Ignoring every picture, return the lines of the listing below word for word, from the line that holds "Target: lower lip" through the line that holds "Target: man's arm".

______

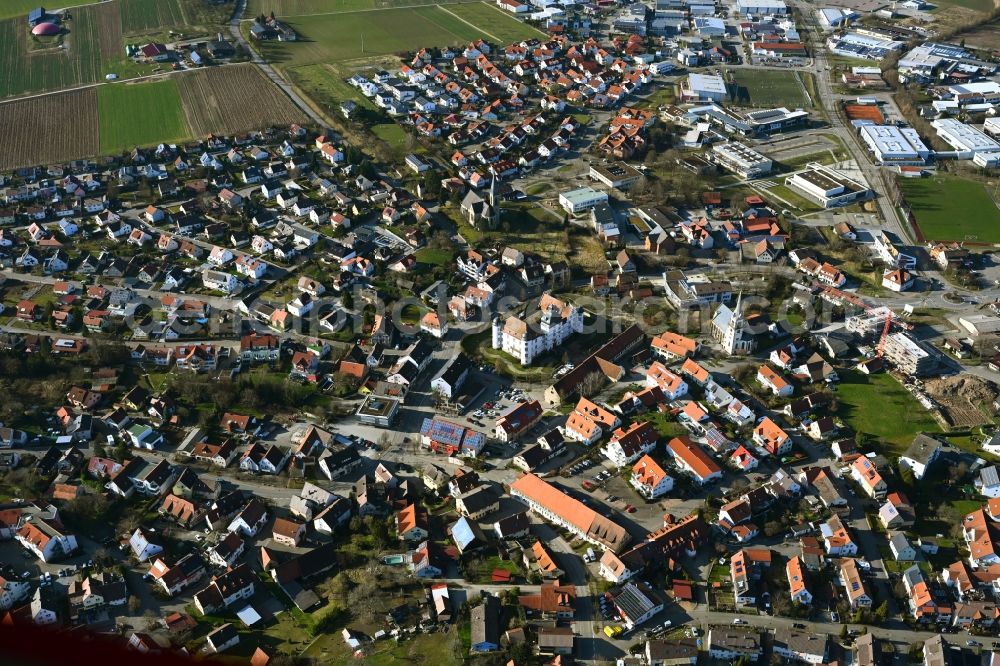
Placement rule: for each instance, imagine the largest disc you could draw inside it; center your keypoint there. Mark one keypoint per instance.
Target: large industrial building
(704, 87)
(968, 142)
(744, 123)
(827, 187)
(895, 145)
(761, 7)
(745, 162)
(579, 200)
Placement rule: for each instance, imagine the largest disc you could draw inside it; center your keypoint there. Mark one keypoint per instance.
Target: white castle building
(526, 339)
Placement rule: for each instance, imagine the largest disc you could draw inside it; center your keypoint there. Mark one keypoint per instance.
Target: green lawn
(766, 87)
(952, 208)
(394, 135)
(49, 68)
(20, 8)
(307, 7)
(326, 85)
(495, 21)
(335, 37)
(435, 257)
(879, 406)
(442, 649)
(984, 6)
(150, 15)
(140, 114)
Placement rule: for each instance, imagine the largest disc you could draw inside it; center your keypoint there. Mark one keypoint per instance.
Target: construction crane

______

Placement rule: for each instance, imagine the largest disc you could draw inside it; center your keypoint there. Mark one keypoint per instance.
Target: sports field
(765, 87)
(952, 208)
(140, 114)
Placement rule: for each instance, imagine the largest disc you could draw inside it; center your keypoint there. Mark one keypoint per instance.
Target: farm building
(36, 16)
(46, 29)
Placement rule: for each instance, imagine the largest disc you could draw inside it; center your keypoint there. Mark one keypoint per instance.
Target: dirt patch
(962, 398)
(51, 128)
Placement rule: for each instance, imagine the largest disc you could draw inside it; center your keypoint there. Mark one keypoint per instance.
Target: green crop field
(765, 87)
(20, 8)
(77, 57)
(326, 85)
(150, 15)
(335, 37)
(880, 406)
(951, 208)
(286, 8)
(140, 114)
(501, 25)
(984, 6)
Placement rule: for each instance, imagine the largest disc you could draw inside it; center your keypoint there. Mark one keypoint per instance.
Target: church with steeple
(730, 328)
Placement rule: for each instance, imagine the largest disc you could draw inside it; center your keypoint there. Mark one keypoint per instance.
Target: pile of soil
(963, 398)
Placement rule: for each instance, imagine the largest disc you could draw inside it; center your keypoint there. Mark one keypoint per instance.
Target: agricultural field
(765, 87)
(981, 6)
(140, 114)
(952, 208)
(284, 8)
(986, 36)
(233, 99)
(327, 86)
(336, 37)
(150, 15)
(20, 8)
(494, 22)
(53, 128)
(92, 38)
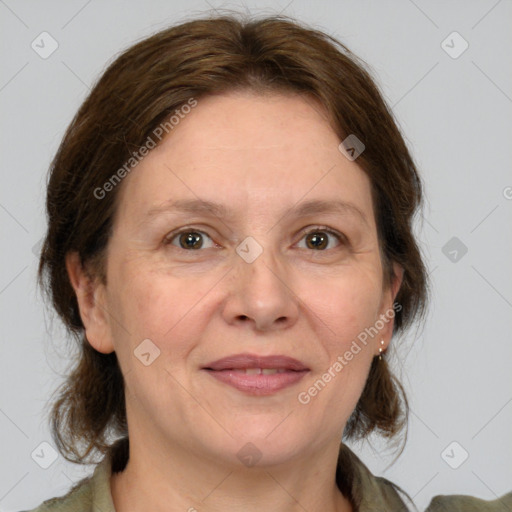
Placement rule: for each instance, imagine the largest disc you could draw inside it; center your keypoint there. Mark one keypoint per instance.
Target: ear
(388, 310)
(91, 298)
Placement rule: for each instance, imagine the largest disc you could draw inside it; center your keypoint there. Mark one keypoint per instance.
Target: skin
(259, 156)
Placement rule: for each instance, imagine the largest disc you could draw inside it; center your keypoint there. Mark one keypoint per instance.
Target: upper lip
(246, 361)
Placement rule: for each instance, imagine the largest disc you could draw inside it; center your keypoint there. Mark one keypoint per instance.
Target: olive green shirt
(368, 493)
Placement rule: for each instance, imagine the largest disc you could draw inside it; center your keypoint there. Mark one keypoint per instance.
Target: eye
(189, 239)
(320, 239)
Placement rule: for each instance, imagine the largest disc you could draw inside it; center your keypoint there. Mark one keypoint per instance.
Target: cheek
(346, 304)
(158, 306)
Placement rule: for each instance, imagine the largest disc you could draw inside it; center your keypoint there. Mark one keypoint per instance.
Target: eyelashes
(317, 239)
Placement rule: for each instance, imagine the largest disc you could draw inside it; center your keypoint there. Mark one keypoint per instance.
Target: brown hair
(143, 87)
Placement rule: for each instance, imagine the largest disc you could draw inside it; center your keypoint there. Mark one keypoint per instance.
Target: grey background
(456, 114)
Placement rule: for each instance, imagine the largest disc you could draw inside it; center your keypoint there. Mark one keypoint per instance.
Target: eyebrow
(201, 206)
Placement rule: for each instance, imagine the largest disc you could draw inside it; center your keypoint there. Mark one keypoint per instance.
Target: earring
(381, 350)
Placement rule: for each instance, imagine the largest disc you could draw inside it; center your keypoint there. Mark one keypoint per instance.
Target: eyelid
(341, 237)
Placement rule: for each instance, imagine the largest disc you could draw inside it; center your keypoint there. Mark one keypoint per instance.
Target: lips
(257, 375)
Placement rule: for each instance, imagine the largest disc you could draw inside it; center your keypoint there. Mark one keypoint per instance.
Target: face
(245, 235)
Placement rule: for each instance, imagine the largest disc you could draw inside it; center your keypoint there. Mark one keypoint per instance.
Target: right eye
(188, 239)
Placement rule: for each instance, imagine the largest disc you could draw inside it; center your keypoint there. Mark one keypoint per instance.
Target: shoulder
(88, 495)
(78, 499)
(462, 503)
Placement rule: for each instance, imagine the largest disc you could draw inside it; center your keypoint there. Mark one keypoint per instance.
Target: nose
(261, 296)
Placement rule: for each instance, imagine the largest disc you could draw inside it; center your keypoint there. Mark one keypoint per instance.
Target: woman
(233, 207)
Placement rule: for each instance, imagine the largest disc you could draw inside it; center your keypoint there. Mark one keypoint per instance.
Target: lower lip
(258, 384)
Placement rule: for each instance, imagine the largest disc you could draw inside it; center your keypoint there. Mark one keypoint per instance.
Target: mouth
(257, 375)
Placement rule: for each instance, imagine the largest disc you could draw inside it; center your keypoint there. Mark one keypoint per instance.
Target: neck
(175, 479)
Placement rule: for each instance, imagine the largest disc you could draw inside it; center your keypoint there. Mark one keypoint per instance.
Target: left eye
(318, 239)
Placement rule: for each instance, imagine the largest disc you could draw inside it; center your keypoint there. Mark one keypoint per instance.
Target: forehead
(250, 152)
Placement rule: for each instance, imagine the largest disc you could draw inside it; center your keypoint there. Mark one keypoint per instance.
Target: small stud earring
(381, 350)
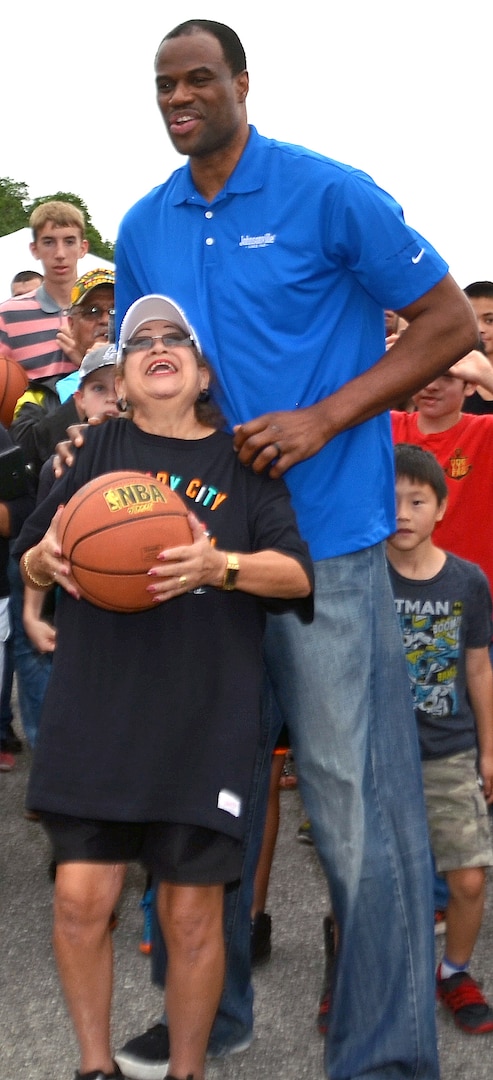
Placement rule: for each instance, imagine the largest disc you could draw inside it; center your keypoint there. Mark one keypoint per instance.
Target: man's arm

______

» Answer
Target: lower lip
(258, 384)
Placement rule: for each instance, imagine the largest disc you could draw inside it; center your keypoint there. Mark one keypoint per instance.
Target: mouth
(257, 375)
Placement rule: for each instance, imagine the largest disc you could draw inside it; center your keypoint there. Mark one keypoint per instance.
Target: neck
(175, 479)
Placement rule: for each instance, imagine the largest disc you could draw inside it; center your keypoint there. Mark one keypoint per instance.
Target: left eye
(318, 239)
Placement rule: for each instance, imagine the largest disc you could draw inside it; center your keypoint there. Mark one keypoint per instance.
Target: forehead
(250, 152)
Placement rule: for each instance, imagine the largest disc you could draw inside it; center your keypoint there. Mark one keypoint per instance.
Target: small stud earring
(381, 350)
Placement rule: for each instance, imagine the largest disc you could draw inside it; center your keypoint there. Mark one keypoint per instance.
Target: man's arm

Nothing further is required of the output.